» Request:
Copy out the material below exactly as it stands, every line in order.

[Start of Provided records]

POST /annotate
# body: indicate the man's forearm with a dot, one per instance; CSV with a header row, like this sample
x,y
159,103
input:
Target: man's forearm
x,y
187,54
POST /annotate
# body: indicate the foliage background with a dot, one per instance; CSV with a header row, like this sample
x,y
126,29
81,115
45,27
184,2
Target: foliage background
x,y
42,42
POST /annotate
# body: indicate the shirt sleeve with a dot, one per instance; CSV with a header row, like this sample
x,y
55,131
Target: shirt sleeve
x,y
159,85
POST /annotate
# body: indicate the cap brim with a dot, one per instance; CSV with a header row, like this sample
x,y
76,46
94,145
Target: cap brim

[End of Provided records]

» Correct response:
POST /annotate
# body: indicate the man's forearm with a dot, one per instance; CSV with a header row, like this sample
x,y
159,103
input:
Target: man's forearm
x,y
187,54
POST /annotate
# body: indicate the foliage background with a dot, one per instance; CSV with a header row, like this sample
x,y
126,29
81,115
45,27
184,2
Target: foliage background
x,y
42,42
POST /annotate
# body: indicate the shirt sleeve with a dot, one per instance; CSV with a header row, like this sample
x,y
55,131
Target: shirt sleeve
x,y
159,85
POST /annotate
# body: indicate the cap brim with a dot, one per instance; CSV with a header row, like this sample
x,y
76,46
94,145
Target: cap brim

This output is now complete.